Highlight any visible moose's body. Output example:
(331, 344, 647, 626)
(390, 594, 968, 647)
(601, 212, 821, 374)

==

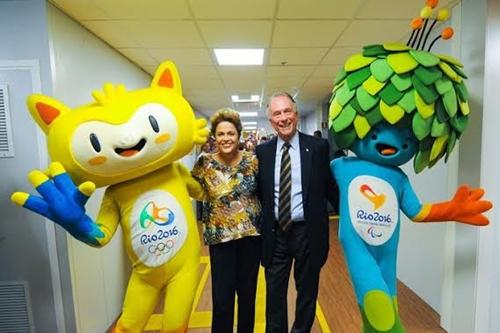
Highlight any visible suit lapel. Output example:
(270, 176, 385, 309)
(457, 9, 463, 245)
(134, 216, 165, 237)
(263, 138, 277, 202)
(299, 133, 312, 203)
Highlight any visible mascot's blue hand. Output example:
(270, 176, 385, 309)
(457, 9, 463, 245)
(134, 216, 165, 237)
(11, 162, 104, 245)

==

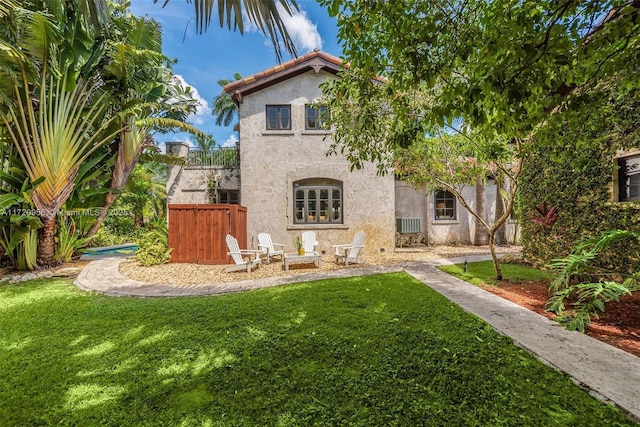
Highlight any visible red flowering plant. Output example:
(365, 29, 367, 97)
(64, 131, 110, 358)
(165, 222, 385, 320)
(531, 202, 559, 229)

**YOUR INSTRUCTIONS:**
From the data above, copy every line where "example" appears.

**WRITTEN ANSWER:**
Highlight any visible moose's body. Output example:
Highlight any visible suit lapel. Output example:
Highlight any visible mascot's blue hand. Output example:
Highlight any visible red flowering plant. Output example:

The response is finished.